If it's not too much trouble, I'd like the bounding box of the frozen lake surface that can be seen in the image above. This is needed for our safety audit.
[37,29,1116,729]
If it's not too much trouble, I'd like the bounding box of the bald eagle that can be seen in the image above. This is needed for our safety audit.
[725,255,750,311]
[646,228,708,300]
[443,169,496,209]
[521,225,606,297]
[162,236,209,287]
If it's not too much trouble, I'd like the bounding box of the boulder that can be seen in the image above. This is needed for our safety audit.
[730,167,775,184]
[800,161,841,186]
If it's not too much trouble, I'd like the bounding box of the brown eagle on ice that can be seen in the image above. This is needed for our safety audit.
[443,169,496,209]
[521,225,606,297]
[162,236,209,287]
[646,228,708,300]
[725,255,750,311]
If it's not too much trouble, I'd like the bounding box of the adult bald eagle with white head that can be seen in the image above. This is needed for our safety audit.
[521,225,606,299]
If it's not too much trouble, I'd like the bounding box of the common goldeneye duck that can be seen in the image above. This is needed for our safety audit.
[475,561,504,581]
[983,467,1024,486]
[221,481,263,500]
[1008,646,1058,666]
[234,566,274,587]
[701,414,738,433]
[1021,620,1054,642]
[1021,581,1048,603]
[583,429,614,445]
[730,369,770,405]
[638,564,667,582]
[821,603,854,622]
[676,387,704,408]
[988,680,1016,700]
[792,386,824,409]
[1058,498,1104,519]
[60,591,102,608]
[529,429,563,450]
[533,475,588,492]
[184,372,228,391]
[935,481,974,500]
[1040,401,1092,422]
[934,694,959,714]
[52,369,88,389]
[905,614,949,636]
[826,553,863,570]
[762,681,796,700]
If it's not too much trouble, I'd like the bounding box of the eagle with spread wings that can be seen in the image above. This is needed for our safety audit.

### Instructions to follow
Please rewrite every row above with "safety audit" changed to "wildlife survey" and everything else left as it is.

### Task response
If it's not too much trouble, I'd like the bounding box of the frozen lake surface that can be seen in the image above. This is needed for our wildlife survey.
[37,29,1116,729]
If it's not too much trouble, I'd like the bounding box of the bald eagle that can be seen in the image above. This is needed for our wildlife survey.
[725,255,750,311]
[646,228,708,300]
[443,169,496,209]
[521,225,606,297]
[162,236,209,287]
If it's not too much trouble, I'd like the bounding box of the boulder that can be seen in the image above. This is needed for our wildlife survey.
[730,167,775,184]
[800,161,841,186]
If it's not too much trouble, I'd like the bounding box of the brown eagle on ice that can be seen in the image above. This is needed for our wildlife survey.
[443,169,496,209]
[521,225,606,297]
[162,236,209,287]
[646,228,708,300]
[725,255,750,311]
If it's not too much trouble, I'd like the bounding box of the adult bald eagle with white head that can be seen in the image above. This is needed for our wildlife survey.
[521,225,606,299]
If it's not too much trouble, I'd like the bounding box of the common goldeneye duck that can be seen in the image above. This is needed for our wildlife survey.
[475,561,504,581]
[983,467,1024,486]
[221,481,263,500]
[1008,646,1058,666]
[234,566,274,587]
[701,414,738,433]
[1021,620,1054,642]
[1021,581,1048,603]
[583,429,614,445]
[730,369,770,405]
[638,564,667,582]
[821,603,854,622]
[676,387,704,408]
[988,680,1016,700]
[792,386,824,409]
[1058,498,1104,519]
[60,591,102,608]
[529,429,563,450]
[533,475,588,492]
[184,372,228,391]
[935,481,974,500]
[1040,401,1092,422]
[934,694,959,714]
[52,369,88,389]
[905,614,949,636]
[826,553,863,570]
[762,681,796,700]
If it's not too much trouble, I'd like the bounding box of the eagle with spread wings that can be seen in the image above. This is needed for our wildlife survey.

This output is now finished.